● Given problem: List each line in the entries below that contains the word "handle".
>> START Data for this task
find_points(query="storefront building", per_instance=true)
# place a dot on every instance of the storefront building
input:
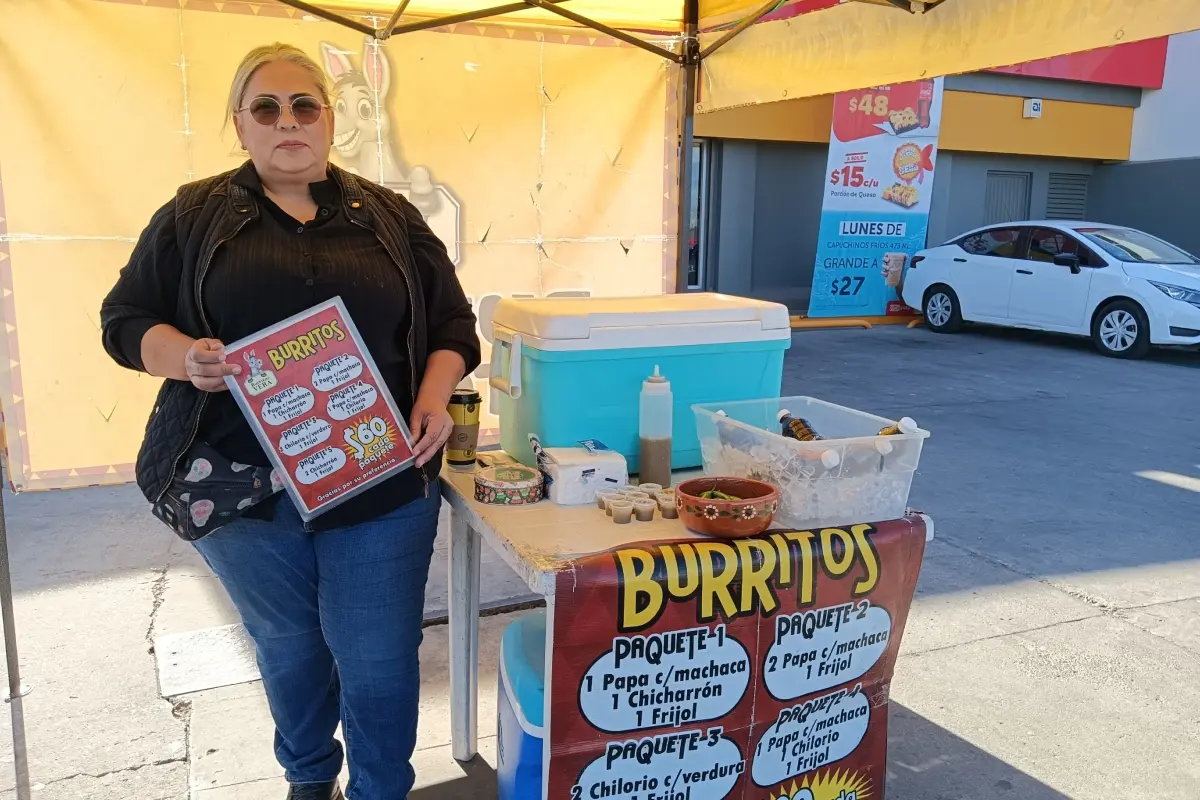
(1078, 137)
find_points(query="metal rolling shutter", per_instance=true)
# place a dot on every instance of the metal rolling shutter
(1006, 197)
(1067, 197)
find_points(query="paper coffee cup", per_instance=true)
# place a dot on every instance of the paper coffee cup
(893, 268)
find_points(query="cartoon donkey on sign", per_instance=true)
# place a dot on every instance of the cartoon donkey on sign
(364, 144)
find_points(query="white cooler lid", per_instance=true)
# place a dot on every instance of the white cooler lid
(648, 320)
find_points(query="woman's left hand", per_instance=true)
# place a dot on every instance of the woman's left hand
(431, 426)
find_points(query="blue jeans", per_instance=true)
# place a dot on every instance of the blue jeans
(336, 623)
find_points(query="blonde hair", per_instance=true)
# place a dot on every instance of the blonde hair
(268, 54)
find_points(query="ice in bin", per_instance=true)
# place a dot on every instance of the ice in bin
(868, 480)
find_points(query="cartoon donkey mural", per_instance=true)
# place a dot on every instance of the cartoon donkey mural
(365, 145)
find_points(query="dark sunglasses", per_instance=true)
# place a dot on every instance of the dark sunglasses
(267, 110)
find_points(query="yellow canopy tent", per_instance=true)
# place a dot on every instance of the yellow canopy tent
(799, 48)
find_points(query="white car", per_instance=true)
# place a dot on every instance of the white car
(1120, 286)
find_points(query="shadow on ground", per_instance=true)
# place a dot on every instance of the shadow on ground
(478, 781)
(925, 762)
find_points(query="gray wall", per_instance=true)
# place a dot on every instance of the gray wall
(958, 202)
(1155, 196)
(768, 215)
(766, 210)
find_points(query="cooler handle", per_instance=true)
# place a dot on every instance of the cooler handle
(510, 385)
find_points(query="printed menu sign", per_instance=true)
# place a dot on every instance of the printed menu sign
(316, 402)
(750, 669)
(879, 190)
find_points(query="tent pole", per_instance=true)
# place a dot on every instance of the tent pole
(771, 5)
(17, 690)
(687, 119)
(385, 31)
(585, 22)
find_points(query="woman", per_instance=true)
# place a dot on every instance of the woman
(334, 606)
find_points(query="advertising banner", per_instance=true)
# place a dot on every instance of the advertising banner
(315, 400)
(751, 669)
(882, 156)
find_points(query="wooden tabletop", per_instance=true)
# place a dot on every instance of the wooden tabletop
(541, 540)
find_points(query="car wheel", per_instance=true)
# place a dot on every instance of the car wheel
(941, 310)
(1121, 330)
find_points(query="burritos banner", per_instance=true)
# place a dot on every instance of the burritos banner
(544, 160)
(880, 184)
(753, 669)
(313, 396)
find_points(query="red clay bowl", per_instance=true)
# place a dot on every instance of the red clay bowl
(749, 516)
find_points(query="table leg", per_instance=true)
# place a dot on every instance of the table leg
(463, 601)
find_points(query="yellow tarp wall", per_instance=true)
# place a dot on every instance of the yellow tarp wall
(559, 155)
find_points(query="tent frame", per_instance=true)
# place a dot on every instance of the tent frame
(689, 56)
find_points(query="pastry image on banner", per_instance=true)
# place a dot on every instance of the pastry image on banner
(875, 214)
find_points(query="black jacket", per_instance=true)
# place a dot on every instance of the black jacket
(209, 212)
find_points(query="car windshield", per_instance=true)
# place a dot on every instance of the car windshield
(1131, 245)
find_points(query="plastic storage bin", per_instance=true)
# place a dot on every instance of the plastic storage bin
(520, 709)
(571, 368)
(869, 482)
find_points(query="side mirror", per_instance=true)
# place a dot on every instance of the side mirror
(1068, 260)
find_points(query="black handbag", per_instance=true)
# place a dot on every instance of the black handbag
(209, 492)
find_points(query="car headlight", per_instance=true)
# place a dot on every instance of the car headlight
(1179, 293)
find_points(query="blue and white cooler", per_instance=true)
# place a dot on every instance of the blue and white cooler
(520, 728)
(571, 368)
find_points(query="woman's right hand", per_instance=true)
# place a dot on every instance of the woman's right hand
(205, 365)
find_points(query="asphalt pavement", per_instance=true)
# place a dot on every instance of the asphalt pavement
(1053, 651)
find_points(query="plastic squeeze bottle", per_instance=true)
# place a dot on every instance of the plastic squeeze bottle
(654, 429)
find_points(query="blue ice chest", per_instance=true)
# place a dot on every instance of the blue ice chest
(520, 729)
(571, 368)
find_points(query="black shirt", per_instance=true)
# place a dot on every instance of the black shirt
(203, 233)
(279, 266)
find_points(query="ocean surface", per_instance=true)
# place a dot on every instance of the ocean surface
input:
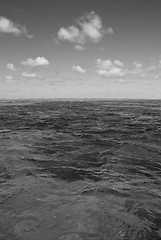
(80, 170)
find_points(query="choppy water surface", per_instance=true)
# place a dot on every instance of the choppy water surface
(73, 170)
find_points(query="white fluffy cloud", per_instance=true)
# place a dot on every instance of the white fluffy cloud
(39, 61)
(7, 26)
(79, 47)
(11, 66)
(78, 69)
(89, 27)
(108, 68)
(9, 78)
(30, 75)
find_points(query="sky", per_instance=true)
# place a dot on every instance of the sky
(80, 49)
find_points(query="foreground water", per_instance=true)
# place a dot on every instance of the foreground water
(72, 170)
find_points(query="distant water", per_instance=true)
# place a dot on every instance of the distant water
(73, 170)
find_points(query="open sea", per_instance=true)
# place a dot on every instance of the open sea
(80, 170)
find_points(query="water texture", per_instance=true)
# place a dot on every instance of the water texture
(73, 170)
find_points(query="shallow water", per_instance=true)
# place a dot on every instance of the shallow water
(73, 170)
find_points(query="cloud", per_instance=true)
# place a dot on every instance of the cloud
(9, 27)
(137, 64)
(8, 77)
(72, 34)
(118, 63)
(113, 72)
(89, 28)
(30, 75)
(11, 66)
(78, 69)
(79, 47)
(39, 61)
(108, 68)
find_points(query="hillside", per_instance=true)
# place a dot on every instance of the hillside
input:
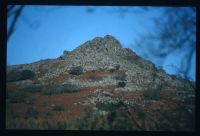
(98, 86)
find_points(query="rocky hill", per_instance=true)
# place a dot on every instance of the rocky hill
(102, 83)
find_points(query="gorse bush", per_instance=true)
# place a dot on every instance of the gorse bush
(119, 76)
(16, 75)
(56, 107)
(121, 84)
(17, 97)
(60, 89)
(32, 88)
(31, 113)
(110, 106)
(76, 70)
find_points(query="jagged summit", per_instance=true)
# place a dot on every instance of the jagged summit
(107, 44)
(105, 77)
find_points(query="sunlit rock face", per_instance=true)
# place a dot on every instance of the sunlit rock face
(109, 73)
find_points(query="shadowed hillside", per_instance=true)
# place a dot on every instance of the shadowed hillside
(98, 86)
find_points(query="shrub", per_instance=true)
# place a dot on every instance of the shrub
(110, 106)
(31, 113)
(121, 84)
(16, 75)
(56, 107)
(56, 89)
(31, 88)
(27, 74)
(13, 75)
(17, 97)
(119, 76)
(152, 94)
(76, 70)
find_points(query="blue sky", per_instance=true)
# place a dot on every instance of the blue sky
(45, 32)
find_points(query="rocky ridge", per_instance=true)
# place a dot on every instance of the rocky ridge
(107, 73)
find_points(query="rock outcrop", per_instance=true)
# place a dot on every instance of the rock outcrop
(105, 71)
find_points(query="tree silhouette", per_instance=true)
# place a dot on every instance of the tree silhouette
(15, 12)
(175, 31)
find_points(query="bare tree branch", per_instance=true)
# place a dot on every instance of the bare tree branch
(16, 16)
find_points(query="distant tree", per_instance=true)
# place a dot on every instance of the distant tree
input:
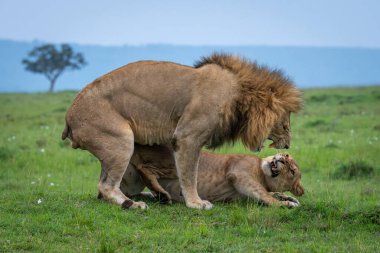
>> END Data for this task
● Final result:
find_points(query="cooler handle", per_instance=true)
# place a dot on every instance of the cooler handle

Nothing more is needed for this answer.